[Objective]
Can you reproduce the rows below with "belt" renamed to "strap" wherever it appears and everything else left untouched? Leave out the pictures.

[Task data]
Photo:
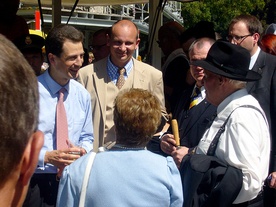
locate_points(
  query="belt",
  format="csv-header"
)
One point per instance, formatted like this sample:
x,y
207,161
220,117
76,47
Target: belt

[Exercise answer]
Photo:
locate_points(
  query="strap",
  format="csv-header"
)
One point per instance, formatted like this sample:
x,y
207,161
220,117
76,47
Target: strap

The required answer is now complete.